The exercise:
Reproduce only the lines that run from the line with "the purple shorts?" to the last line of the material, both ends included, exactly as they appear.
= = = = = = =
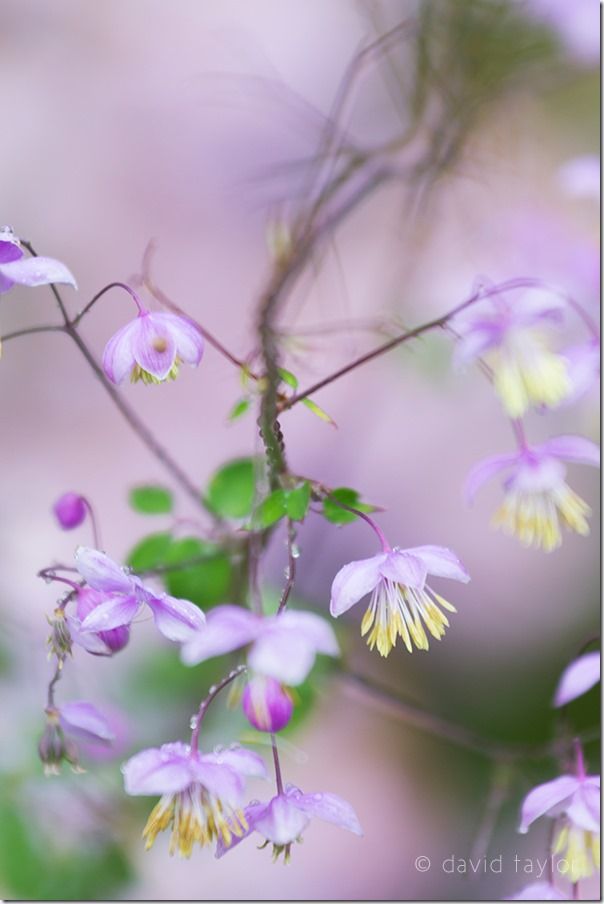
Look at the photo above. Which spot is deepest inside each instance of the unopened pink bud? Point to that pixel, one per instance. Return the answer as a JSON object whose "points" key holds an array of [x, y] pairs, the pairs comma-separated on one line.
{"points": [[266, 703], [70, 510]]}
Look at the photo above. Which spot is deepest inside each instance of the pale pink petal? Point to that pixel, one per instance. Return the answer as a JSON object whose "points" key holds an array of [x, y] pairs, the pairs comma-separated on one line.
{"points": [[546, 797], [159, 770], [353, 582], [178, 620], [84, 720], [578, 678], [441, 562]]}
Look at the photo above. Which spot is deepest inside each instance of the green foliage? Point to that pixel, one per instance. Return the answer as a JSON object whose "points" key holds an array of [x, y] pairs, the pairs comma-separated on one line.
{"points": [[231, 489], [151, 500]]}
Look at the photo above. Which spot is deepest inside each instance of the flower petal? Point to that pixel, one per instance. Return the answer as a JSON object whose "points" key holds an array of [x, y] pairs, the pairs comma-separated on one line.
{"points": [[227, 628], [329, 808], [441, 562], [159, 770], [101, 572], [176, 619], [577, 678], [572, 448], [545, 797], [353, 582], [84, 720], [37, 271]]}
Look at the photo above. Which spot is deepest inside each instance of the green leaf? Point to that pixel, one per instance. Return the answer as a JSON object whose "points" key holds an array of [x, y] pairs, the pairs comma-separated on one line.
{"points": [[240, 408], [338, 515], [150, 552], [297, 501], [151, 500], [320, 413], [231, 490], [205, 582], [271, 509]]}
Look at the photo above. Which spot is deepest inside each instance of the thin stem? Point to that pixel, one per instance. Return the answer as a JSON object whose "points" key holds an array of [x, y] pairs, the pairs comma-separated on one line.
{"points": [[203, 707], [278, 777]]}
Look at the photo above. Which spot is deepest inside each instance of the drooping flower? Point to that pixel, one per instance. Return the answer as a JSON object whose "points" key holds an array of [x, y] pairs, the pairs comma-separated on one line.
{"points": [[577, 678], [508, 334], [284, 646], [27, 271], [100, 643], [575, 801], [267, 704], [201, 793], [152, 347], [125, 595], [537, 496], [70, 510], [283, 819], [401, 604], [78, 718]]}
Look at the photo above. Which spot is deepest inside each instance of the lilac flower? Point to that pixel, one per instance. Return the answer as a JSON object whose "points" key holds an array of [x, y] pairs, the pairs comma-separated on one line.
{"points": [[70, 510], [575, 801], [401, 602], [201, 794], [266, 703], [284, 818], [537, 496], [27, 271], [577, 678], [100, 643], [152, 347], [508, 335], [125, 595], [283, 646], [78, 718]]}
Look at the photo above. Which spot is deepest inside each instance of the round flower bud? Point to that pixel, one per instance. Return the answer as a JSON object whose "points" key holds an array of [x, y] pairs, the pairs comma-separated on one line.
{"points": [[266, 703], [70, 510]]}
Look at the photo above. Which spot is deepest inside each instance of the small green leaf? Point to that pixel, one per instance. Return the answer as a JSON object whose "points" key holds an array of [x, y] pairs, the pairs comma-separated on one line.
{"points": [[151, 500], [150, 552], [271, 509], [231, 490], [297, 501], [239, 409], [320, 413]]}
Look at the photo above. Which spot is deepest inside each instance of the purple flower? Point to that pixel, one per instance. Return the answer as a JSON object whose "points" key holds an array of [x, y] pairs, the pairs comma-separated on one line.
{"points": [[70, 510], [100, 643], [78, 718], [283, 819], [575, 801], [201, 794], [283, 646], [27, 271], [507, 334], [577, 678], [152, 347], [537, 496], [266, 703], [124, 596], [401, 602]]}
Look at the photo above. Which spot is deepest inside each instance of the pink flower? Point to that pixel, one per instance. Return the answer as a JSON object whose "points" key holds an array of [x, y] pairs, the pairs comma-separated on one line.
{"points": [[284, 818], [401, 602], [537, 496], [125, 595], [577, 678], [152, 347], [283, 646], [201, 794], [27, 271]]}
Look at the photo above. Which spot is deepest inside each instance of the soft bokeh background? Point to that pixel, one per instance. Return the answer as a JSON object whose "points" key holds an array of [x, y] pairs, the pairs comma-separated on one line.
{"points": [[125, 120]]}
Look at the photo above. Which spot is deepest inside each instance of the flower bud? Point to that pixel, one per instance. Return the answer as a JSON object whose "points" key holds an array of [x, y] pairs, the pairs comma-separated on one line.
{"points": [[70, 510], [266, 703]]}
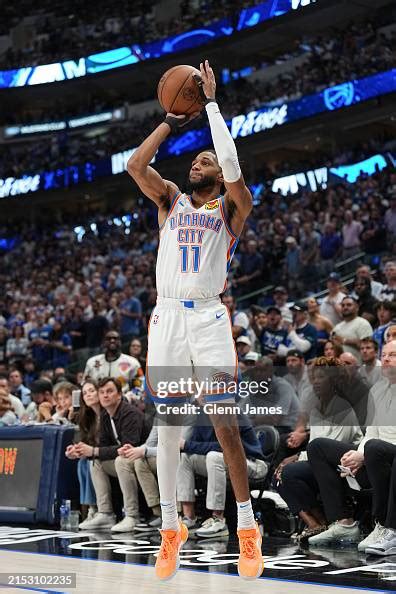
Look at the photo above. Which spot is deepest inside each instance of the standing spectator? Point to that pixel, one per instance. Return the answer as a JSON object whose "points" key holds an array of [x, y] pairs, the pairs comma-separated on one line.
{"points": [[386, 316], [309, 255], [17, 345], [279, 297], [390, 222], [388, 291], [39, 341], [96, 327], [293, 265], [113, 363], [352, 329], [302, 335], [351, 231], [330, 307], [61, 345], [121, 424], [323, 325], [251, 269], [130, 312], [367, 303], [365, 271], [239, 320], [17, 388], [371, 365], [330, 247], [273, 337]]}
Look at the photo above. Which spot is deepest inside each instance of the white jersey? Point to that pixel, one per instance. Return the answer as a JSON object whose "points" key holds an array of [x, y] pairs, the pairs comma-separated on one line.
{"points": [[195, 251]]}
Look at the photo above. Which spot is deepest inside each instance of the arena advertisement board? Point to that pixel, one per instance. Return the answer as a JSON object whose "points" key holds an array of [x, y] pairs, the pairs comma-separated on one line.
{"points": [[20, 468], [241, 126], [124, 56]]}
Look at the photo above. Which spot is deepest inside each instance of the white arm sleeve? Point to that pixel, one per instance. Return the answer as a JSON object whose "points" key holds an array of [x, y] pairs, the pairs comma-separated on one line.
{"points": [[223, 143]]}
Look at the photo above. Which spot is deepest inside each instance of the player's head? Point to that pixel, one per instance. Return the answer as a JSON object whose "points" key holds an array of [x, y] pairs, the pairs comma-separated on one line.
{"points": [[205, 172]]}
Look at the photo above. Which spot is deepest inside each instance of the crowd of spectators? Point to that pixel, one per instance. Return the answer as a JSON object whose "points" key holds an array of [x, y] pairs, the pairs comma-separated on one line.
{"points": [[358, 51]]}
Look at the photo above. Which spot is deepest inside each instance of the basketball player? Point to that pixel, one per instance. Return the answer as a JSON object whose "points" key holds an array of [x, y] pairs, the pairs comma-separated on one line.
{"points": [[190, 326]]}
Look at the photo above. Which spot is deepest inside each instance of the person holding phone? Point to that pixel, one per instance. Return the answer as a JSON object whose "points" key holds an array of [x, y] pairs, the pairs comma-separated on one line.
{"points": [[88, 421]]}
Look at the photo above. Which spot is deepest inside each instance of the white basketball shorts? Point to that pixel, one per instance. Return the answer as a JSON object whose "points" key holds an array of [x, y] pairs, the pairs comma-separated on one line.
{"points": [[191, 352]]}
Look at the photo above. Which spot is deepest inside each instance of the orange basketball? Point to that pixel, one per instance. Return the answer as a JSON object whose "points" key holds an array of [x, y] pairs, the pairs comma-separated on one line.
{"points": [[178, 92]]}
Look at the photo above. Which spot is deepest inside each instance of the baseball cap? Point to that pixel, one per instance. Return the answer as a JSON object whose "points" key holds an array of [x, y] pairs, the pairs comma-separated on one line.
{"points": [[299, 306], [295, 353], [273, 308], [334, 276], [252, 356], [244, 340]]}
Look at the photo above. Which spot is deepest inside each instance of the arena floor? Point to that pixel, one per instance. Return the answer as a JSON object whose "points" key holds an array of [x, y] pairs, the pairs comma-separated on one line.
{"points": [[103, 564]]}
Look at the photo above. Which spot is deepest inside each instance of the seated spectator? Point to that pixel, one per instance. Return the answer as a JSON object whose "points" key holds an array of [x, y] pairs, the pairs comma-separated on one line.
{"points": [[302, 336], [16, 404], [350, 332], [386, 315], [17, 388], [42, 407], [88, 419], [239, 320], [330, 307], [120, 424], [113, 363], [371, 365], [364, 464], [330, 418], [7, 416], [388, 291], [323, 325], [17, 345], [201, 454], [332, 350]]}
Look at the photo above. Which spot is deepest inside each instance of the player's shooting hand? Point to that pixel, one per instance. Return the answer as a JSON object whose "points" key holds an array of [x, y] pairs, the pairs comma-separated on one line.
{"points": [[206, 81]]}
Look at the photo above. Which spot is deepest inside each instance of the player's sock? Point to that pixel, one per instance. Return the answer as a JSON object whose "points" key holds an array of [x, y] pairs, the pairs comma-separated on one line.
{"points": [[169, 515], [168, 456], [245, 515]]}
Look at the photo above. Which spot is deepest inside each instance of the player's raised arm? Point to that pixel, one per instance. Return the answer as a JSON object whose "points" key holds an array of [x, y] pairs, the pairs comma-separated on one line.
{"points": [[224, 145]]}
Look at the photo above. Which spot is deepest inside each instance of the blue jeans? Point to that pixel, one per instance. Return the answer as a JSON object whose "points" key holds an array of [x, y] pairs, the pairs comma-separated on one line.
{"points": [[87, 491]]}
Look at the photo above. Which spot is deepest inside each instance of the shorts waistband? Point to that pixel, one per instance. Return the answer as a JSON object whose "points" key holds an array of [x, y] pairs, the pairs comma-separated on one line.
{"points": [[188, 303]]}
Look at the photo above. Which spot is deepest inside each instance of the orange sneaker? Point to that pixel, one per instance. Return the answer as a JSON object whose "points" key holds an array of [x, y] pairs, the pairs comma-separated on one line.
{"points": [[250, 562], [168, 560]]}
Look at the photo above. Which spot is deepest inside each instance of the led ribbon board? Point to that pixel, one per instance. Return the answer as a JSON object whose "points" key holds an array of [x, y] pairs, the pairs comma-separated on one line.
{"points": [[125, 56], [266, 118]]}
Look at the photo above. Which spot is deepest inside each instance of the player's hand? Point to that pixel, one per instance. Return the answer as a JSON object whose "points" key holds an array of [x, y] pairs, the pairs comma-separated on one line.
{"points": [[206, 82]]}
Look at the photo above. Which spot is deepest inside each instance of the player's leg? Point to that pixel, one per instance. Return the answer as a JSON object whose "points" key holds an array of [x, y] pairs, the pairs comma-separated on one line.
{"points": [[215, 359], [167, 359]]}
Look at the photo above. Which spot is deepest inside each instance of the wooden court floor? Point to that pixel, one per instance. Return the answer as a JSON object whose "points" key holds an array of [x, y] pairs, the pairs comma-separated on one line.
{"points": [[101, 577]]}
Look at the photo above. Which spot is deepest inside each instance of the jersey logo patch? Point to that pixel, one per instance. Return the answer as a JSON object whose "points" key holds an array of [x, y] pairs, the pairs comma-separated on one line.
{"points": [[212, 205]]}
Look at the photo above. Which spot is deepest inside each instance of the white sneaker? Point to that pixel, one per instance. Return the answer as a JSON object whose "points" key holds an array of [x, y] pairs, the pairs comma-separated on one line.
{"points": [[385, 545], [128, 524], [99, 522], [154, 523], [337, 533], [213, 527], [374, 537], [189, 523]]}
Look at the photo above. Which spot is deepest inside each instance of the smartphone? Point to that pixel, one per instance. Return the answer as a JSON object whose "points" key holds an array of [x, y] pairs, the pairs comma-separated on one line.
{"points": [[76, 395]]}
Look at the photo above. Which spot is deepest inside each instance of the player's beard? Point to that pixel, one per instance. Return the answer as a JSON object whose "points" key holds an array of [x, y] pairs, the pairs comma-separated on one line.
{"points": [[204, 182]]}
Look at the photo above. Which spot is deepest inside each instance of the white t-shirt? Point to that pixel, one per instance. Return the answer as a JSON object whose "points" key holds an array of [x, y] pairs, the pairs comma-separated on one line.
{"points": [[328, 310], [356, 328]]}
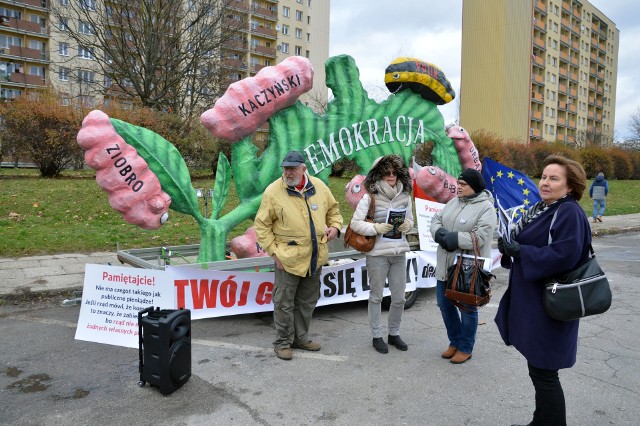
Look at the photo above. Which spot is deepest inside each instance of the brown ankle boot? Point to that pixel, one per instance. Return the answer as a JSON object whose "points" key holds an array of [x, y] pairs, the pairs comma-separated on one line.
{"points": [[460, 358], [449, 353]]}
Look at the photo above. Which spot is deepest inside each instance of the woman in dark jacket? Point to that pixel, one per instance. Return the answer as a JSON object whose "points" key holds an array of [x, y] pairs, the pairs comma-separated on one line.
{"points": [[547, 344]]}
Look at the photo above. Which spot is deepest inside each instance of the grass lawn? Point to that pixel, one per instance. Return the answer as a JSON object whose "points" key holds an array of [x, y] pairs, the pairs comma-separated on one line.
{"points": [[72, 214]]}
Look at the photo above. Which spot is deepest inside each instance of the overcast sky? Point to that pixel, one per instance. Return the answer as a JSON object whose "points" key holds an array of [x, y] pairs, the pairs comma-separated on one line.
{"points": [[375, 32]]}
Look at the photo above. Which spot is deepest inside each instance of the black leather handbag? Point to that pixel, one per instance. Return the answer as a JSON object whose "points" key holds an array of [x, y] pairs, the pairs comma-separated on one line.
{"points": [[467, 283], [582, 292]]}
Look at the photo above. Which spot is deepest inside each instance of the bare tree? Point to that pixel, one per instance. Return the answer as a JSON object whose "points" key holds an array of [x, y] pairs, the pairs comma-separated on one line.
{"points": [[164, 54], [635, 124]]}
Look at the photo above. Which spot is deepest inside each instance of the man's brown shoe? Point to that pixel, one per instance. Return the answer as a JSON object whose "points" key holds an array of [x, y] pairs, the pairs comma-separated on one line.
{"points": [[449, 353], [460, 358], [308, 346], [284, 353]]}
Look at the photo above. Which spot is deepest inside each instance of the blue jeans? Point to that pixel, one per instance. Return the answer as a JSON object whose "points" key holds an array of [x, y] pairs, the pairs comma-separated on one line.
{"points": [[602, 204], [461, 325]]}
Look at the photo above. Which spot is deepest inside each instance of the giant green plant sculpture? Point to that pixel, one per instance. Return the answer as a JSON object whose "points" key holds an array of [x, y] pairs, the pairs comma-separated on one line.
{"points": [[353, 127]]}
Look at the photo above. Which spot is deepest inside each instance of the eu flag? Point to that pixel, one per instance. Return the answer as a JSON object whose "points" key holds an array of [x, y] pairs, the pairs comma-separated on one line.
{"points": [[512, 189]]}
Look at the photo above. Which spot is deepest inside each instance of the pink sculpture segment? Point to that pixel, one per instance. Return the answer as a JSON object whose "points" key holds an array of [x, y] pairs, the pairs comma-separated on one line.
{"points": [[248, 103], [467, 151], [134, 190], [246, 245], [437, 183]]}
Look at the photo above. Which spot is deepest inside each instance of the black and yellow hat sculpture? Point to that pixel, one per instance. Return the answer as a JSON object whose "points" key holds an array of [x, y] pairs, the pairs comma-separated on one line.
{"points": [[420, 77]]}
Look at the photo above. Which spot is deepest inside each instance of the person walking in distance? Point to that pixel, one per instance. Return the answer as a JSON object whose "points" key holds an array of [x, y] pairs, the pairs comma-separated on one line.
{"points": [[598, 191], [297, 217]]}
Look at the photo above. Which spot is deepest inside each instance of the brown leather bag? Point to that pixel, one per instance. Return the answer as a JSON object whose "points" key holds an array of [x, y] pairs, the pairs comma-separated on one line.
{"points": [[362, 243]]}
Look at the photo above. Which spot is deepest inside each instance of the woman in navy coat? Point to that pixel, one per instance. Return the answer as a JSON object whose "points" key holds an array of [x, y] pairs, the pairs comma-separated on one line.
{"points": [[547, 344]]}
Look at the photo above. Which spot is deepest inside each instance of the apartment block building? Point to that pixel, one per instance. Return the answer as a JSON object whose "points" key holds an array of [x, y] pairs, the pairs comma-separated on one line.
{"points": [[24, 46], [35, 51], [539, 70]]}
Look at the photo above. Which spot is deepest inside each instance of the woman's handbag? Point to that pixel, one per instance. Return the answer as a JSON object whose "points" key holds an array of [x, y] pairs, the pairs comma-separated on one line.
{"points": [[362, 243], [582, 292], [467, 283]]}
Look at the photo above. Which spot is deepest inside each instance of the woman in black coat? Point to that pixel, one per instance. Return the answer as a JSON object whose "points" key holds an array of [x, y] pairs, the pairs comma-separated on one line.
{"points": [[547, 344]]}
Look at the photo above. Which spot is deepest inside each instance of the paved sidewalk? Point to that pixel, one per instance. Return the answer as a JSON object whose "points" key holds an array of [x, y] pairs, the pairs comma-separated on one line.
{"points": [[65, 272]]}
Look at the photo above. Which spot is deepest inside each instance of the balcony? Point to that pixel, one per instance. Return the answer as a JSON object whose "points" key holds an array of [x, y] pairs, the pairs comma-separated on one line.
{"points": [[539, 61], [535, 133], [235, 64], [538, 79], [264, 50], [537, 97], [236, 45], [536, 115], [265, 13], [265, 32], [241, 5], [257, 67], [22, 26], [26, 79]]}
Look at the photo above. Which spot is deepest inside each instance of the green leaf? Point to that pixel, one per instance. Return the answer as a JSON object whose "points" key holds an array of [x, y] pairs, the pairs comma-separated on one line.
{"points": [[166, 162], [221, 187]]}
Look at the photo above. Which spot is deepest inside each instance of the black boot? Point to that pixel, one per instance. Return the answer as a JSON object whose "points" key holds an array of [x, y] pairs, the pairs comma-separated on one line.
{"points": [[397, 342], [380, 346]]}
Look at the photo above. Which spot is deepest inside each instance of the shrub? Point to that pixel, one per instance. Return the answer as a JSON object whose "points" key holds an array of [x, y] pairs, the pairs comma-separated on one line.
{"points": [[489, 145], [40, 130], [596, 159]]}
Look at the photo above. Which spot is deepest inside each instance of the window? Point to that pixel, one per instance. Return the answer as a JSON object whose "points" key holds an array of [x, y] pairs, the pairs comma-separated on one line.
{"points": [[86, 76], [36, 70], [85, 28], [63, 49], [63, 74], [85, 53]]}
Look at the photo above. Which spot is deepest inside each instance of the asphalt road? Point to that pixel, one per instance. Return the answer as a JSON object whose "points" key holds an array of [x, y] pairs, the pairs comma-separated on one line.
{"points": [[48, 378]]}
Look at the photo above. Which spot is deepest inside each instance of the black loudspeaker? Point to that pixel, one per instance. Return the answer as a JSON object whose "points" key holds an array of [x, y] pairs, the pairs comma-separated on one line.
{"points": [[164, 348]]}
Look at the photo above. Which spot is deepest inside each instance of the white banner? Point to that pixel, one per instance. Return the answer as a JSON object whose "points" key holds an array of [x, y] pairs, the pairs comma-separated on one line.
{"points": [[112, 296]]}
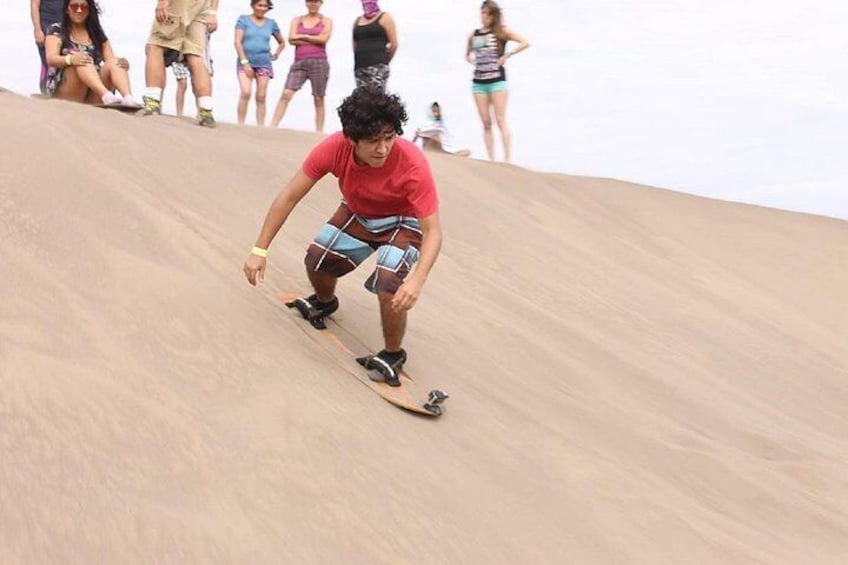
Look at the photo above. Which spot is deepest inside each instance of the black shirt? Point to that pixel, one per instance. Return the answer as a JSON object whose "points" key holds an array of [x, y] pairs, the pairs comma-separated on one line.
{"points": [[369, 44]]}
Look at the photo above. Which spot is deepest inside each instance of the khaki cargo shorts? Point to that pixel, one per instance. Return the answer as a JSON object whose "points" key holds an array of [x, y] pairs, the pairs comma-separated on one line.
{"points": [[184, 29]]}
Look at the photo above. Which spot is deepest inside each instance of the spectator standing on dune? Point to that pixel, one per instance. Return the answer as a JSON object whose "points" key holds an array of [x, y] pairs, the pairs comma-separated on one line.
{"points": [[487, 52], [374, 45], [309, 34], [255, 60], [44, 13], [182, 74], [180, 25]]}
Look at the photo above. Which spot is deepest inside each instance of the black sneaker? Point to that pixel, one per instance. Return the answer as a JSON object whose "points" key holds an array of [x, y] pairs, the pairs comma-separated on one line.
{"points": [[313, 310], [388, 364]]}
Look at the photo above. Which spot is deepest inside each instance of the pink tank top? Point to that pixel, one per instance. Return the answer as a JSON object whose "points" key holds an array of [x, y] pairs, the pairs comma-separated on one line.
{"points": [[310, 50]]}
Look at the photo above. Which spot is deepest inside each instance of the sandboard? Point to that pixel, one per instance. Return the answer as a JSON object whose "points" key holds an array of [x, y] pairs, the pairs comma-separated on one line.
{"points": [[120, 107], [336, 344]]}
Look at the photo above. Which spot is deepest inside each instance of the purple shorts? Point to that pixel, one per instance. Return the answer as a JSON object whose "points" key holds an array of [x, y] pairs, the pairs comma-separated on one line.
{"points": [[317, 71], [258, 71]]}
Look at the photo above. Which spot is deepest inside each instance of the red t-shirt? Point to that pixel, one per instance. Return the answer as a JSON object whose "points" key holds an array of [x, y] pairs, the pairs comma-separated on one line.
{"points": [[403, 186]]}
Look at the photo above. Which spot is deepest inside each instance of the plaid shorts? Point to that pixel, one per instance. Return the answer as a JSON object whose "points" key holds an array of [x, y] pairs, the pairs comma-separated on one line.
{"points": [[346, 240], [376, 75], [180, 70], [316, 70]]}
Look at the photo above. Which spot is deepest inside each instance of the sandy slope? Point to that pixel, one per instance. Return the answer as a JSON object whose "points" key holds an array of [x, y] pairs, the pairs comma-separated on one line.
{"points": [[637, 376]]}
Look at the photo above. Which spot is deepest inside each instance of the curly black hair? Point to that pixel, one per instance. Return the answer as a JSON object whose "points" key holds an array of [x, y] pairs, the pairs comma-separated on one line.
{"points": [[92, 24], [369, 110]]}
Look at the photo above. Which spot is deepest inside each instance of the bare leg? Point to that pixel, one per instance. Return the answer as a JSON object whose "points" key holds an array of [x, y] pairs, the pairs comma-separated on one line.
{"points": [[319, 114], [394, 322], [245, 86], [200, 81], [154, 66], [261, 95], [282, 105], [499, 101], [482, 101], [90, 77], [72, 88], [323, 283], [181, 90], [114, 77]]}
= = = = = = =
Result of this exercise:
Look at the photo above. Which spot is deepest inside each instance of the purple shorts? Point to that pixel, one per instance. Return the answer as a JSON object whose "points" key holds an array of [x, y] pairs, the pairs comma-separated on one line.
{"points": [[317, 71], [258, 71]]}
Look at the photo above. Which spot is deepest inside each instance of the red t-shirt? Point to that pixel, one per instance. Return the answer as a JSON object whose "points" key holds an array of [x, y] pairs, the pairs comma-separated on one line.
{"points": [[403, 186]]}
Look at the photo above. Which spot is deepest inside each instance of the plaid shorts? Point to that pixel, one per instance. Return the answer as a JSON object whose "points" key holds an array of [x, y] pairs, the pairs comma-separated on one line.
{"points": [[346, 240], [376, 75], [180, 70], [316, 70]]}
Look at the photo above. Which spot is deepest inside each instance of the sandy slope? Point to that pixel, one per instance. Return the answer as a JSON object whose "points" key holds an array of [x, y] pairs, the pairs comma-separated on one line.
{"points": [[637, 376]]}
Look at the photo above. Which spot is deepest inside each instance of the curly black hair? Point to that pixel, one per instance. Return the answer as a JSON object whose "points" key holds an array of [x, y] pairs, the pairs comma-separated on one line.
{"points": [[92, 24], [369, 110]]}
Look at the photo above. Which spot is deepest inside each instance of the bare leg? Point to that pixel, one per instance. Return the answer as a JSON object whose "points" key holds an array of [x, y] pairs, the pairs comma-separated on one line.
{"points": [[319, 114], [394, 322], [245, 86], [200, 81], [154, 66], [261, 95], [282, 105], [499, 101], [482, 101], [90, 77], [72, 88], [323, 283], [181, 90], [114, 77]]}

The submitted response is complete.